> [抜粋]:
━━━━━━━━━━━━━━━━━━━━━━━━━━━━━━
本発明は、Ti、Nbによる析出強化と、Mnによる変態強化により780MPa以上の高強度化を達成することができる。しかし、Mnは鋼板の組織をバンド状にするため、曲げ性が必要となる場合には、Cr、Mo、V、Bを1種又は2種以上含有させてMnの一部を代替することが好ましい。また、さらに高強度化して980MPa以上とする場合にも、Cr、Mo、V、Bを1種又は2種以上含有させることが有効である。
本発明は溶融亜鉛めっきを施すことにより耐食性を兼備させるものであるが、必要に応じて含有させるCuおよび/またはNiは表面に濃化してSiの表面濃化を抑制するため、めっきの濡れ性や合金化処理性を改善する効果を有する。そのためにはCuおよび/またはNiを含有させ、その合計含有量を0.05%以上とすることが好ましい。望ましくは合計含有量で0.10%以上である。それぞれの含有量が1.5%を超えると効果が飽和してコスト増加を招くので、それぞれの含有量は1.5%以下とする。
これらの元素は、硫化物の析出形態を変化させ、曲げ性を改善する作用を有するので、必要に応じて少なくとも1種含有させることができる。過剰に含有させても効果が飽和してコスト増加を招くので、それぞれの含有量を0.050%以下とする。上記作用による効果をより確実を得るには、合計で0.0005%以上含有させることが好ましく、0.0010%以上含有させることがさらに好ましい。
本発明にかかる鋼板の金属組織は次のように規定される。
引張強度が780MPa以上となる領域で、良好な曲げ性を実現するためには、フェライトの平均結晶粒径および硬質第2相の平均粒径をそれぞれ5.0μm以下とする。さらにそれぞれ3.0μm以下とするのが望ましい。
本発明の場合、焼鈍中にオーステナイト粒が微細化(粒径1〜5μm)し、その後の冷却中に微細オーステナイト粒の一部が微細フェライトに変態する。残った微細オーステナイト粒のうち、あるものはベイナイトに、あるものはマルテンサイトに、あるものはマルテンサイト・オーステナイト混合物に変態する。後述する図1のSEM観察組織写真に示すように、それらを「硬質第2相」と総称する。それらの粒径はSEM観察写真から、切断法によって求めることができる。
めっき被膜の化学組成については特に限定しないが、めっき被膜が合金化溶融亜鉛めっきである場合における好適な条件を以下に示す。
━━━━━━━━━━━━━━━━━━━━━━━━━━━━━━
> [提供された記録]:
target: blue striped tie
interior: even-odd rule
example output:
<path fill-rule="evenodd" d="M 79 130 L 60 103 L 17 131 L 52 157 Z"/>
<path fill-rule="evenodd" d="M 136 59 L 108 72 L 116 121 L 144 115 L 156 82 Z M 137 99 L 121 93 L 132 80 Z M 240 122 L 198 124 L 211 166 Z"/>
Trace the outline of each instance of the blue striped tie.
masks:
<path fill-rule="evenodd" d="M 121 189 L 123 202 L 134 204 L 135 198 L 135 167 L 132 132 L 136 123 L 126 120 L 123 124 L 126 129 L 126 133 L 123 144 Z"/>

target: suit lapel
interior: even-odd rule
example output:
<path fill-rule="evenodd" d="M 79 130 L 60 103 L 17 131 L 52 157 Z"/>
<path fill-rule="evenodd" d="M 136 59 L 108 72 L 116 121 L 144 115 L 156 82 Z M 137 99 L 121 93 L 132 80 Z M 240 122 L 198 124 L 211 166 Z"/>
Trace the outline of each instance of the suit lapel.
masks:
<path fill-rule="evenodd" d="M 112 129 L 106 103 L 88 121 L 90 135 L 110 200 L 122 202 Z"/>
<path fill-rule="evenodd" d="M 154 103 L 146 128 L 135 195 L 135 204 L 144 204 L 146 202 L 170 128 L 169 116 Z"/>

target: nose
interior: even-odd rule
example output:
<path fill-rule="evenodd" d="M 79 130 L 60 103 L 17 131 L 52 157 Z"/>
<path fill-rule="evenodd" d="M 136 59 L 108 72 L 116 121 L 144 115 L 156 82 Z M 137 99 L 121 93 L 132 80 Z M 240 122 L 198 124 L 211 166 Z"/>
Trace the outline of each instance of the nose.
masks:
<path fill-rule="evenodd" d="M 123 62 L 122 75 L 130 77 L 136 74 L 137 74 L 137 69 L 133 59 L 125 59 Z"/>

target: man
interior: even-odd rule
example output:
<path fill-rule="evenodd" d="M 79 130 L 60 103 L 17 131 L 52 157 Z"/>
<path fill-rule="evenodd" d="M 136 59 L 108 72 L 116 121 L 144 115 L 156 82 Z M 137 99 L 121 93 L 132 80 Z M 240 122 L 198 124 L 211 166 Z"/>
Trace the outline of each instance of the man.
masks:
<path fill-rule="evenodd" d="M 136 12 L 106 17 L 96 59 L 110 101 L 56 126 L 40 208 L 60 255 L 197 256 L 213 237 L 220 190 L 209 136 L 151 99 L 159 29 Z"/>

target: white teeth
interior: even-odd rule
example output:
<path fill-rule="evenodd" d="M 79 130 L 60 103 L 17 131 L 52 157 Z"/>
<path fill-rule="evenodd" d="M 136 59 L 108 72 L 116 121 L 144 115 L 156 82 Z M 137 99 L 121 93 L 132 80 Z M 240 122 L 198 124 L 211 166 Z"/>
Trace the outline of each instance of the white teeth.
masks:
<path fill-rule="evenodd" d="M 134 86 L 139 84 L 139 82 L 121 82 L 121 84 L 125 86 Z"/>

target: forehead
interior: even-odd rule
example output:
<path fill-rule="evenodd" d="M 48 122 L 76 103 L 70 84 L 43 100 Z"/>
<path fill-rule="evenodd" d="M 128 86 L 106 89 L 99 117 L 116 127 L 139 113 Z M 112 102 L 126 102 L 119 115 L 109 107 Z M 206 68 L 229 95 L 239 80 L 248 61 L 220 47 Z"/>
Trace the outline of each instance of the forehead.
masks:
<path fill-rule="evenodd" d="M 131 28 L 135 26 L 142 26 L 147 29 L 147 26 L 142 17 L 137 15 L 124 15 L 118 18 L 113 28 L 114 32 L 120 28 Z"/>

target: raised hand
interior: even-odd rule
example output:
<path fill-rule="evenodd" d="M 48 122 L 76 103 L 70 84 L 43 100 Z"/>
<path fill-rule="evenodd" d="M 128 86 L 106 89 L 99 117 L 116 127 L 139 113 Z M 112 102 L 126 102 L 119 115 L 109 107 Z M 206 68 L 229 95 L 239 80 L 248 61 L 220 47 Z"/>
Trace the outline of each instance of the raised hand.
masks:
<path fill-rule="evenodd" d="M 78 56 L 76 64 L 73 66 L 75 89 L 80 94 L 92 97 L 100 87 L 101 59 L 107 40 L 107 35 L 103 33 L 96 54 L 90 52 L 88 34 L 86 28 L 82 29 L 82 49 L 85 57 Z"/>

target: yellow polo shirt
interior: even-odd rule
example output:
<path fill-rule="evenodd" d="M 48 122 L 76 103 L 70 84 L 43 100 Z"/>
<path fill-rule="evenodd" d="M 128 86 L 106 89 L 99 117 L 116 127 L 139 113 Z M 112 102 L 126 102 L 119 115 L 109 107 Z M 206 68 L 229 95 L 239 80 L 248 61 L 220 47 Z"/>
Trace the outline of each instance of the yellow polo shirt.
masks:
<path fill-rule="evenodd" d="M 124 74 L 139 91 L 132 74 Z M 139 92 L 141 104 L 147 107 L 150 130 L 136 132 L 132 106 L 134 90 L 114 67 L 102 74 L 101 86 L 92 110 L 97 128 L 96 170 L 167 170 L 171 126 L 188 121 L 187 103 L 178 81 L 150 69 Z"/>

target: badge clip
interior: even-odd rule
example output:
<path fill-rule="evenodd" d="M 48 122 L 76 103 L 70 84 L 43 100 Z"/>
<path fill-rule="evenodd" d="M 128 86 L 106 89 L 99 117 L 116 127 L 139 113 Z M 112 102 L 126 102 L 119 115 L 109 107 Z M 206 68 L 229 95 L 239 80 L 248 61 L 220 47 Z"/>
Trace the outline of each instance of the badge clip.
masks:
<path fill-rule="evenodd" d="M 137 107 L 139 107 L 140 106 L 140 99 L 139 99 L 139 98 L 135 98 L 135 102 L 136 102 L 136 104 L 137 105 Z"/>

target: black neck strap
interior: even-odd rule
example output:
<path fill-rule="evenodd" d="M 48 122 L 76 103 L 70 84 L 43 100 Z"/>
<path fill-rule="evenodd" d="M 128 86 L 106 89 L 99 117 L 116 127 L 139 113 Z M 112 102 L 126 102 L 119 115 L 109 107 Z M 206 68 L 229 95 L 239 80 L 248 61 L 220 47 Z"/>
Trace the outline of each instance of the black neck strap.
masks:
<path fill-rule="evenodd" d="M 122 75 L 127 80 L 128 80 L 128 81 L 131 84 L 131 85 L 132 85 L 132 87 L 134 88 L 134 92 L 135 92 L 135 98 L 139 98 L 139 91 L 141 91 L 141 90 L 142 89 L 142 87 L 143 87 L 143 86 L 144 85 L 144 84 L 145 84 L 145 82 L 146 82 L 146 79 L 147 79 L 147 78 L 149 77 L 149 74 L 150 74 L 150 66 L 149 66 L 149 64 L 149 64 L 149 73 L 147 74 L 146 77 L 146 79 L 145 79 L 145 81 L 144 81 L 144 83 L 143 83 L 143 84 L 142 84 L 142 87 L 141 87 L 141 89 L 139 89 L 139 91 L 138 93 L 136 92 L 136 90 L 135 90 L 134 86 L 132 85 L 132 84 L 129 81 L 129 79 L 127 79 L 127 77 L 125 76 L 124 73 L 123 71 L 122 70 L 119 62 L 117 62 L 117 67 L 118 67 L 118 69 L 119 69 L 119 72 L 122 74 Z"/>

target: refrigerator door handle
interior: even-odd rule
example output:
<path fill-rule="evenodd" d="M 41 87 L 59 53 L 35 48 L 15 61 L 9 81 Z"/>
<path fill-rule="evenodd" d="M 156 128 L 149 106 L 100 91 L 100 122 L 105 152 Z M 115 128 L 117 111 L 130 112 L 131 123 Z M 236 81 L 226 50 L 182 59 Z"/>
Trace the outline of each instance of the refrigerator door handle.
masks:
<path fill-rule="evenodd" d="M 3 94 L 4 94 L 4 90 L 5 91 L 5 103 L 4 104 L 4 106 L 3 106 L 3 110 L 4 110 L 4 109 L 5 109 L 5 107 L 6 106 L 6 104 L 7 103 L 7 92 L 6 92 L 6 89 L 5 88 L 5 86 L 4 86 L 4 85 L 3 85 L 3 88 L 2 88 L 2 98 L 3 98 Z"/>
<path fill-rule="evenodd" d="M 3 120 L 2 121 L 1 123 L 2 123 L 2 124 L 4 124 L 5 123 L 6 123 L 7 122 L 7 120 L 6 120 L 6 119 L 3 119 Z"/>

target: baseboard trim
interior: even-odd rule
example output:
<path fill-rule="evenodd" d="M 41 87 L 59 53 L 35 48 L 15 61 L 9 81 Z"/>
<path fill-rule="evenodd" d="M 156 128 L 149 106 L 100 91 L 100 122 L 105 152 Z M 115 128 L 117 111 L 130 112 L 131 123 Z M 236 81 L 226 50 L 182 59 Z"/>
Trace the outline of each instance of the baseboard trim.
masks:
━━━━━━━━━━━━━━━━━━━━━━━━━━━━━━
> [課題]:
(A) 鋼板についての抜粋では、引張強度780MPa以上の領域で良好な曲げ性を得るために、フェライトの平均結晶粒径と硬質第2相の平均粒径をそれぞれいくつ以下とすると述べていますか。
(B) 鋼板についての抜粋を、最後の文の後から書き継いでください。
記録は鋼板についての抜粋とは関係がありません。

> [回答]:
(A) それぞれ5.0μm以下です。

(B)
被膜となる亜鉛めっき層中のFe含有量が8%未満の場合は、合金化処理後のめっき層の表層部に軟質部位が形成されやすくなり、摺動性が低下して被膜のめっき層が母材の鋼板との界面から剥離することによるフレーク状の剥離が増加する。したがって、Fe含有量は8%以上とすることが好ましい。さらに好ましくは9.5%以上である。一方、Fe含有量が15%を超えると、鋼板に曲げ加工が施された場合に、曲げ部の内側で合金化溶融亜鉛めっき層が圧縮変形を受けることによるパウダリング剥離量が増加する。このため、Fe含有量は15%以下とする。好ましくは14%以下である。
被膜となる亜鉛めっき層中のAl含有量が0.15%未満の場合は、めっき浴中における合金層の発達の抑制効果が不十分となり、めっき付着量の制御が困難となる。したがって、Al含有量は0.15%以上とする。好ましくは0.20%以上、さらに好ましくは0.25%以上である。一方、Al含有量が0.50%を超える場合は、合金化速度が低下することから通常のライン速度では上記Fe含有量を実現するために合金化処理温度を540℃超とせざるを得なくなる場合があり、後述するように鋼板と合金化溶融亜鉛めっき層との界面密着強度を20MPa以上とすることが困難になる。したがって、Al含有量は0.50%以下とする。好ましくは0.45%以下、さらに好ましくは0.40%以下である。
被膜となる亜鉛めっき層中へは、合金化処理過程において、母材からSi、Mn、P、S、Ti、Nb、Cr、Mo、V、B、Ca、REM等がとりこまれるが、通常の条件で溶融めっきおよび合金化処理した際にめっき層中にとりこまれる範囲内であれば、めっき品質に悪影響を及ぼさないので、問題ない。ここでいう通常のめっき条件とは、後述するように、めっき浴温度が400℃〜500℃で、鋼板の侵入温度が400℃〜500℃、合金化温度が460〜600℃である。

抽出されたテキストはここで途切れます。